#### Instruction 1
In the Matlab machine learning page below, list the quantities of which the closed-form value of \theta is to be found as a function.
#### Instruction 2
According to the Matlab machine learning page below, what kind of matrix is W?
#### Instruction 3
Retype the part of the Matlab machine learning page below, everything from "Problem 2: Locally" down to "example per row.".

#### Selection
• • • •

Home

Awesome

Machine Learning

Matlab implementation of Machine Learning algorithms

Author

Rishi Dua http://github.com/rishirdua

Disclaimer

Problem 1: Logistic Regression

Problem 2: Locally Weighted Linear Regression

Consider a linear regression problem in which we want to weigh different training examples differently. In the above setting, the cost function can also be written $J(\theta) = (X\theta − y)^T W (X\theta − y)$ for an appropriate diagonal matrix W. By finding the derivative and setting that to zero, generalize the normal equation to this weighted setting, and find the value of \theta that minimizes the cost function in closed form as a function of X, W and y. The files q2x.dat and q2y.dat contain the inputs (x(i)) and outputs and q2y.dat(y(i)), respectively, fuor a regression problem, with one training example per row.

• • • •

#### Items

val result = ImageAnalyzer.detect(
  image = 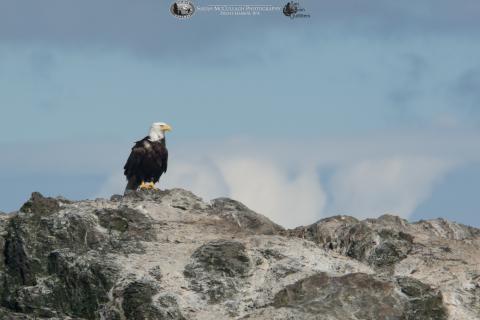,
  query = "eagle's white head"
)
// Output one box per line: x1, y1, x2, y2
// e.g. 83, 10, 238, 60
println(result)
148, 122, 172, 141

• • • •

#### Task response 1
X, W and y

#### Task response 2
W is an appropriate diagonal matrix.

#### Task response 3
Problem 2: Locally Weighted Linear Regression

Consider a linear regression problem in which we want to weigh different training examples differently. In the above setting, the cost function can also be written $J(\theta) = (X\theta − y)^T W (X\theta − y)$ for an appropriate diagonal matrix W. By finding the derivative and setting that to zero, generalize the normal equation to this weighted setting, and find the value of \theta that minimizes the cost function in closed form as a function of X, W and y. The files q2x.dat and q2y.dat contain the inputs (x(i)) and outputs and q2y.dat(y(i)), respectively, fuor a regression problem, with one training example per row.